**Problem requirements**
Extract each line in the entries below that contains the word "wooden". Only lines whose capitalization matches it count.

******

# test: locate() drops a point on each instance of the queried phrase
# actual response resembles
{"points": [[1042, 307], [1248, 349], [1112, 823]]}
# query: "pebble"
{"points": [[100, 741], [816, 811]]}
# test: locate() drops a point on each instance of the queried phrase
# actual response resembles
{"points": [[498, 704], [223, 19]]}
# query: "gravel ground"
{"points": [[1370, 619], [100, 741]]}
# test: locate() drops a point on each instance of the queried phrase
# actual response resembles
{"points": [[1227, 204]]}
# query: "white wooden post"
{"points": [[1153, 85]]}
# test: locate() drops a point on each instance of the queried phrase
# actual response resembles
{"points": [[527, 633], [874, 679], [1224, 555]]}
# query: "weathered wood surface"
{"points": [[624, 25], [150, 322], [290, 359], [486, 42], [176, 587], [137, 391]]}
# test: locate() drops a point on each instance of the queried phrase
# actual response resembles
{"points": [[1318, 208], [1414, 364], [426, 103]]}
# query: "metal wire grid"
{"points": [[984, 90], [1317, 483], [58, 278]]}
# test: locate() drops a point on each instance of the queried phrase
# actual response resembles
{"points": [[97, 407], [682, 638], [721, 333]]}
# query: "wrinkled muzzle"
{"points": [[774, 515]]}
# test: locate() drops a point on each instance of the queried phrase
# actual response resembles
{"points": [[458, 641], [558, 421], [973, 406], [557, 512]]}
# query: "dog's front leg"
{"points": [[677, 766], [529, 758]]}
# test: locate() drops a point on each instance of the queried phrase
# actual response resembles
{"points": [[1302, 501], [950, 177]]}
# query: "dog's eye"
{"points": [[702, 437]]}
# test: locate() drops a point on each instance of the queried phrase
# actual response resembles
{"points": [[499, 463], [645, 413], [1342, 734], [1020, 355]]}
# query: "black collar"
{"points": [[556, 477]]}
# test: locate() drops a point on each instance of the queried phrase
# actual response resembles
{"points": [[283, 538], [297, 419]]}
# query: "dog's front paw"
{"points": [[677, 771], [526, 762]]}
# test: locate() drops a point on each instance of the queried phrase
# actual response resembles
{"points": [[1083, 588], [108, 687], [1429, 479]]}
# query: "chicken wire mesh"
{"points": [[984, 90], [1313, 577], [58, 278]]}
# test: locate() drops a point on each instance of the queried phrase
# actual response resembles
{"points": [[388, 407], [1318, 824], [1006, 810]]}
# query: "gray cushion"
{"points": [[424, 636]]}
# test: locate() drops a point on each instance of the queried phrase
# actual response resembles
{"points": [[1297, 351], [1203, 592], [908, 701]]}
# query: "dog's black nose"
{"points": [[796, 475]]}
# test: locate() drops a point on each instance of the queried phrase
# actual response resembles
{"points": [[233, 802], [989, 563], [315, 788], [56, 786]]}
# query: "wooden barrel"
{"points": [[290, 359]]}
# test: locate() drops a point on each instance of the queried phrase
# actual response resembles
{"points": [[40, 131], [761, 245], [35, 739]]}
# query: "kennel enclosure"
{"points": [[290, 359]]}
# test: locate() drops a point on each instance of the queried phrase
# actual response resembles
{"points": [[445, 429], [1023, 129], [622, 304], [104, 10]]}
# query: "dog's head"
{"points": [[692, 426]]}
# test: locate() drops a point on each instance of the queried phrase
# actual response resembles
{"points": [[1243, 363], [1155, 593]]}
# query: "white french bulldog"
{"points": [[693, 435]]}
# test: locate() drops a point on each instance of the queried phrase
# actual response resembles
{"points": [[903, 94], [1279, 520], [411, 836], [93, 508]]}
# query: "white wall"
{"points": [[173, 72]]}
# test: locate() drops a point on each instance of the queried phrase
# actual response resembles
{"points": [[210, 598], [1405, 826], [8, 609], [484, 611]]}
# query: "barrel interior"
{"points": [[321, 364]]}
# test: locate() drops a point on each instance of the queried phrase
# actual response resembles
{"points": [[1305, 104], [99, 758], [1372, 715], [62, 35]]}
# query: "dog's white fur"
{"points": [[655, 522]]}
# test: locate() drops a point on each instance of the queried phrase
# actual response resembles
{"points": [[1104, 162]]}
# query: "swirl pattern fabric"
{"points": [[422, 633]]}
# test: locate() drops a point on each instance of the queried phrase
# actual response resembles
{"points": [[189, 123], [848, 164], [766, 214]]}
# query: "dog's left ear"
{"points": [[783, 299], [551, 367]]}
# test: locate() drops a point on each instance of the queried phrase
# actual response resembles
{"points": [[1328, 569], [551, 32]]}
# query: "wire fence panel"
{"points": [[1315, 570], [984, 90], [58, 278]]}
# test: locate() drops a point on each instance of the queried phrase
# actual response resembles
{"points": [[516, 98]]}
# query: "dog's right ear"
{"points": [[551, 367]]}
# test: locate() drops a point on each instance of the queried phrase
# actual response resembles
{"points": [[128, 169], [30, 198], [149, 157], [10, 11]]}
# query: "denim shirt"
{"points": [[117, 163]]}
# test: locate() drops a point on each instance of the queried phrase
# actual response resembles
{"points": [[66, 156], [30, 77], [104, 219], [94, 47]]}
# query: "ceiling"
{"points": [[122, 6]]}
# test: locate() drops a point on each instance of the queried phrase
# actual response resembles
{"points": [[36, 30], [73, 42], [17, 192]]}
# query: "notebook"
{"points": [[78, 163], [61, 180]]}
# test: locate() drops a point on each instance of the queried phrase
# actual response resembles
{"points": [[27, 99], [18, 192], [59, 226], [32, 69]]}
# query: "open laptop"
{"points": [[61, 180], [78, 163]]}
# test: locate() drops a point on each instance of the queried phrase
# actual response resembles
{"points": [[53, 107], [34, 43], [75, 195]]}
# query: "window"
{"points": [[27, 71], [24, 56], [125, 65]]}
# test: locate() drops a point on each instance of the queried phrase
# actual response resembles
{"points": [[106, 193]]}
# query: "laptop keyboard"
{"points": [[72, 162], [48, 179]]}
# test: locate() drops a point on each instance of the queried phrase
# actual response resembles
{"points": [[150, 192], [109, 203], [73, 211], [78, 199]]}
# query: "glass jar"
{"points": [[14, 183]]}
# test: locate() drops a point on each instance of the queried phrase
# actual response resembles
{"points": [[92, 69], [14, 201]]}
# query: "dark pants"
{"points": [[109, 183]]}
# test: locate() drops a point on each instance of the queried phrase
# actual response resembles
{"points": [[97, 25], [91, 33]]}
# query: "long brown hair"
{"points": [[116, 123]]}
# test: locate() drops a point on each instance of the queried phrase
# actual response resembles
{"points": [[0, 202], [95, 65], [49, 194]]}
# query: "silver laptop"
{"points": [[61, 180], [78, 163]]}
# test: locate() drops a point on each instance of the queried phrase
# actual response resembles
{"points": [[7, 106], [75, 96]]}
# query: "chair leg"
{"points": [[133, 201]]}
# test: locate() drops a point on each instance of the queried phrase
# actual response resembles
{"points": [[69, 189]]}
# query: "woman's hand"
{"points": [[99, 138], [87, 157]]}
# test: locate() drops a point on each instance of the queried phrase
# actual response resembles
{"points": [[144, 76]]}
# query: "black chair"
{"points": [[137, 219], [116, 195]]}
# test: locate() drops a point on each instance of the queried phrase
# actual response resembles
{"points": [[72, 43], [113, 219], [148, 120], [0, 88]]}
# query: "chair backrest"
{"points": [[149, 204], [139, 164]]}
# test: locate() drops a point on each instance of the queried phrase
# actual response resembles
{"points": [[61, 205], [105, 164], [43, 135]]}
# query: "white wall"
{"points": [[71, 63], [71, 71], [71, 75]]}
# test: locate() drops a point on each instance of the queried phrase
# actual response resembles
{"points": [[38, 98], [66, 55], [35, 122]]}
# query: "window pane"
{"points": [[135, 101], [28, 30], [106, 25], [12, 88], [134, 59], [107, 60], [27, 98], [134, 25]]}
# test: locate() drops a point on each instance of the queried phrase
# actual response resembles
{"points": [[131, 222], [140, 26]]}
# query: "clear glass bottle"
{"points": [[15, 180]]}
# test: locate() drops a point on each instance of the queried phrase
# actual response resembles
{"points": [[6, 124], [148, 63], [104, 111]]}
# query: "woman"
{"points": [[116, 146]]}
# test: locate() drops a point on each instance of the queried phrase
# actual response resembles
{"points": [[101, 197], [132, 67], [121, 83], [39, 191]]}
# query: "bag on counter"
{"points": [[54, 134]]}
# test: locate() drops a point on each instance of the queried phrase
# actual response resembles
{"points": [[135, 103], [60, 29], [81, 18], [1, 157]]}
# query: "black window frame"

******

**Answer to the exercise**
# query: "white wooden post"
# query: "wooden barrel"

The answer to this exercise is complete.